Les temps changent et le traditionnel couscous n'y échappe pas. Une Achoura sans ce mets n'est que ruine de l'âme pour bien des Sénégalais. Mais avec l'évolution de la société, il est difficile pour les femmes de concilier boulot et repas de fête. Elles sont obligées de trouver des astuces pour servir du « Thiéré » à tout prix !
La Tamkharite correspond au 10e jour de l'année musulmane. C'est un jour de prières, de jeûne et de festin pour encourager le partage et la solidarité. Elle sera célébrée aujourd'hui par beaucoup de ménages sénégalais. Elle coïncide surtout avec un jour ouvrable pour les femmes qui doivent concilier le travail avec la préparation du couscous. Cette fête revêt donc un cachet particulier pour Fatou Sow. Chaque année, c'est une occasion pour cette mère de famille de régaler les siens. Cette gérante d'une boutique n'hésite pas à fermer boutique le jour-j pour se mettre aux fourneaux. À la veille de cette fête, elle prépare tout à l'avance allant du couscous à l'achat des légumes. « Je fais tout moi-même », assure la trentenaire. Une coutume pour la jeune femme qui « veut tout contrôler » afin de ravir les papilles des siens.
Mme Diouf Aïcha a dû trouver des astuces pour se mettre aux fourneaux tout en gérant ses activités. L'entrepreneure peut compter sur les siens pour s'acquitter de ce devoir. « La plupart du temps, c'est ma belle-soeur, qui se charge de préparer le couscous de mil séché pour moi, et ma mère s'occupe du marché », détaille-t-elle. Cette dernière reconnait que la vie d'une femme mariée et active est loin d'être facile. Jongler entre ses responsabilités professionnelles et sa vie personnelle est un véritable défi. Face à cette réalité, l'entrepreneure explique avoir développé une méthode d'organisation pour gérer toutes ses activités. « Le fait de ne pas vivre chez la belle-famille me permet d'avoir plus de contrôle sur mon foyer et de le gérer plus sereinement », confie-t-elle. L'assistante en ressources humaines dans une entreprise de la place descend plus tôt le jour-j afin de prendre en charge la cuisine et jouer son rôle d'épouse « avec diligence ».
Du « thiéré » prêt à déguster pour contourner la cuisine
« Mâam Mbouraké » est une entreprise qui propose une palette de plats à base de couscous prêts à déguster avec du poulet et de la viande de boeuf accompagnés d'une variété de légumes frais du terroir. « Tous les plats sont préparés avec une grande passion et une bonne dose de générosité qui sont notre identité culinaire », a fait savoir Tabaski Sy, fondatrice de l'entreprise. À quelques jours de la fête, la jeune femme a déjà reçu plus de soixante-dix commandes. Les tarifs sont modulés de 10.000 à 150. 000 FCfa suivant la quantité et la composition de la commande. « Cette pratique à proposer des plats déjà prêts pour la fête de Tamkharite répond d'un besoin fortement exprimé par une certaine clientèle très occupée par les activités professionnelles, et ne trouvant pas le temps de préparer des repas », a souligné Tabaski Sy qui avoue y trouver son compte.

—————

• Consigne: Poursuivez l'article sur le couscous de la Tamkharite à partir de sa dernière phrase.

—————

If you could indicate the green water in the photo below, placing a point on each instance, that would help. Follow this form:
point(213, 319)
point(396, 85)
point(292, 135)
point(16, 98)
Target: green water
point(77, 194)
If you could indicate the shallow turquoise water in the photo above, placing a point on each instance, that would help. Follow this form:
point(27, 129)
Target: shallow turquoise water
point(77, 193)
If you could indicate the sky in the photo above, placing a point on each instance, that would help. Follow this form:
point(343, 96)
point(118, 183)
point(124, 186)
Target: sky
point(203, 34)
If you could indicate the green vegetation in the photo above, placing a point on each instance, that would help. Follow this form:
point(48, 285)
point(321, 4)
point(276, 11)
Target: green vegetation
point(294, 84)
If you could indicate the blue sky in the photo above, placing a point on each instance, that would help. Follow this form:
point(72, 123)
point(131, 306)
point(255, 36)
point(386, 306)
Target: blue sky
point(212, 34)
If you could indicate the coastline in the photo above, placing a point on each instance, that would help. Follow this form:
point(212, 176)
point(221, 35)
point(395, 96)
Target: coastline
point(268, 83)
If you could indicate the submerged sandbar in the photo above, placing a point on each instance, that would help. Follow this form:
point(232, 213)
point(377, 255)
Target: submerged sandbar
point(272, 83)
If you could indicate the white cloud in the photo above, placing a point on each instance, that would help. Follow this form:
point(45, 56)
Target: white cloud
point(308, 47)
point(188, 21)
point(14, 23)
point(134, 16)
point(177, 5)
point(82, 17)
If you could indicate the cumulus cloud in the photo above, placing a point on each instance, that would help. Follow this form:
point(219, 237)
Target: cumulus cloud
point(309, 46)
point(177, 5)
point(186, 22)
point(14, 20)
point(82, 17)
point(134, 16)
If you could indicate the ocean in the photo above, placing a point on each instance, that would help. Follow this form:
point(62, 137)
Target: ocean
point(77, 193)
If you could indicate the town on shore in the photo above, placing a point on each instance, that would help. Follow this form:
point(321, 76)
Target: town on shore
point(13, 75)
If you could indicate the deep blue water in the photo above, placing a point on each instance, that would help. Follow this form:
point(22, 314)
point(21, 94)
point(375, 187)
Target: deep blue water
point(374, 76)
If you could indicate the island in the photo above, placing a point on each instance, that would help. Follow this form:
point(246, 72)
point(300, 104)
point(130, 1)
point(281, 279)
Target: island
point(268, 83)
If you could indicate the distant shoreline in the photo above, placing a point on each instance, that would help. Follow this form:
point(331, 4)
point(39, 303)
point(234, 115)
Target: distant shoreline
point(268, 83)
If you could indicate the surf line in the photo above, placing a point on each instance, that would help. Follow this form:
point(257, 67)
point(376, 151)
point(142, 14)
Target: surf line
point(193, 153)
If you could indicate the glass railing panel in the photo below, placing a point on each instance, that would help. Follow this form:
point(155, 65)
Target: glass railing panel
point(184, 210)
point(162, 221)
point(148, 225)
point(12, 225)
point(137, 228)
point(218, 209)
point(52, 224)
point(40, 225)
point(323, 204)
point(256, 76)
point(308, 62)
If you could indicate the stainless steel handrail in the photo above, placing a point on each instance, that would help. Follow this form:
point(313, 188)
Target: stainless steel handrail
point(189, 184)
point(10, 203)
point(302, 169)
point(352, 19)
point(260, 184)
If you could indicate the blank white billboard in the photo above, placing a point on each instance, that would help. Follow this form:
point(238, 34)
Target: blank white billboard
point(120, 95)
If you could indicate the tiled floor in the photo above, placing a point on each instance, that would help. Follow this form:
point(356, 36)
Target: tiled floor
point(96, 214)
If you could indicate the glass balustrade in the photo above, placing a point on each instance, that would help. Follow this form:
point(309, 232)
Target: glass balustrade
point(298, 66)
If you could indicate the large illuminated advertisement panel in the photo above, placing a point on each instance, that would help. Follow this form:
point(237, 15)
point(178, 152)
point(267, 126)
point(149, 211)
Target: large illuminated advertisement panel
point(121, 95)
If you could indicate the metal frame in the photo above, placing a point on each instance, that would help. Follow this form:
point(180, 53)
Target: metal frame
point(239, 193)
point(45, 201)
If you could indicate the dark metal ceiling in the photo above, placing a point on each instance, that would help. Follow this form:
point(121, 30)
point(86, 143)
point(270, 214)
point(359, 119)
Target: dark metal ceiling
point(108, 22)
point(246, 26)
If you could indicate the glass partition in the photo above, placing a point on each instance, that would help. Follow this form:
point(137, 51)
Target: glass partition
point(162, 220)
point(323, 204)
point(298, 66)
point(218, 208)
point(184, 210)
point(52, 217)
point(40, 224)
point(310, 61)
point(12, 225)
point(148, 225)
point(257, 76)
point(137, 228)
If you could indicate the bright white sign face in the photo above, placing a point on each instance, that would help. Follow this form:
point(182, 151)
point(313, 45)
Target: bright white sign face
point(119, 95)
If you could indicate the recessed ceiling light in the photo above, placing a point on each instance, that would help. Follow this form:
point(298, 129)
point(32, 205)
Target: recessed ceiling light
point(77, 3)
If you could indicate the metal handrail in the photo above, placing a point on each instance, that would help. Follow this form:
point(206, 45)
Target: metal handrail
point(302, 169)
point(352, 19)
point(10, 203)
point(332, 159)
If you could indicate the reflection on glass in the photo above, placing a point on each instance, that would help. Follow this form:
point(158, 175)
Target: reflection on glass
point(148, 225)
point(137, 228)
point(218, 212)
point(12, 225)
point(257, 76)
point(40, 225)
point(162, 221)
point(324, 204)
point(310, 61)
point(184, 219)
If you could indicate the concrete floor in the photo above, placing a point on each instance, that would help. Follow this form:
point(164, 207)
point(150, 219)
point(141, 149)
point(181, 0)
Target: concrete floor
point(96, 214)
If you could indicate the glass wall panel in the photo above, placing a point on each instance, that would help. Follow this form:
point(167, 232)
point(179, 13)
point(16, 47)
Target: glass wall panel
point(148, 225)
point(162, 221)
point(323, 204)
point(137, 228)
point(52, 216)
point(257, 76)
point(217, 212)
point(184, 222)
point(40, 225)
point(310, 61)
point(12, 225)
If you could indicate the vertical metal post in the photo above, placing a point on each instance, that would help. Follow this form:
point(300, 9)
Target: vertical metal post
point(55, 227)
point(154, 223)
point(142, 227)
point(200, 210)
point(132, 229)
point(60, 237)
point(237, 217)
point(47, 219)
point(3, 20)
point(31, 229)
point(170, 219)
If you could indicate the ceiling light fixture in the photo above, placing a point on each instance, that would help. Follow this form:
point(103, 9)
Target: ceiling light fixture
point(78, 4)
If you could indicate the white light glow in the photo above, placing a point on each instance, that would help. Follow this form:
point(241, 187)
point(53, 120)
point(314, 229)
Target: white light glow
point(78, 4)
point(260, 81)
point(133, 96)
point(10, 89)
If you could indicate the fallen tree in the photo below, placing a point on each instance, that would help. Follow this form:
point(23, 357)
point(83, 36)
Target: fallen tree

—————

• Réponse:
Mamy Guèye (nom d'emprunt) révèle ne pas avoir du temps pour concocter le couscous le soir de la Achoura. L'agent commercial travaille jusqu'à 17h30 le jour de la Tamkharite. Elle a dû trouver une astuce pour s'acquitter de son devoir d'épouse. La jeune femme a passé une commande en ligne pour du couscous plus sauce. Cette dernière a sauté sur l'occasion afin de faire le bonheur de son mari. « Je ne peux pas faire autrement, car j'ai des obligations professionnelles et je dois aussi servir du bon Thiéré à mon époux », avoue-t-elle. La commande du couscous déjà prêt s'est révélée être sa seule solution. Tous les moyens sont bons pour servir le couscous !
Une pratique pas au goût de tous
« Les choses évoluent et il faut évoluer avec son temps », estime Amadou Diop. L'informaticien ne voit pas de mal à déguster du couscous prêt à l'emploi. Ce dernier soutient que les réalités ont changé et les femmes allient de plus en plus boulot et vie de famille. « Je ne vois pas de mal à cette pratique qui leur permet de gagner du temps », argumente-t-il. Pour le quadragénaire, les femmes sont bien loin du temps où elles préparaient du couscous fait maison avec tout ce que cela implique comme technicité et savoir-faire.
« La femme doit cuisiner pour toute la famille et faire plaisir aux siens », juge Babacar Touré. Le commerçant estime que l'achat de ces plats dénature le couscous, car c'est « une tradition » qui se transmet de génération en génération. « La femme doit s'organiser pour préparer ce mets d'autant plus que c'est juste pour une soirée. Ces commandes ne font pas partie de nos réalités et ce n'est pas à encourager dans notre société », soutient-il. Le sieur affirme que rien ne vaut une cuisine fait maison. « C'est ce qui fait le charme de la fête », martèle-t-il. Autres temps, autres us !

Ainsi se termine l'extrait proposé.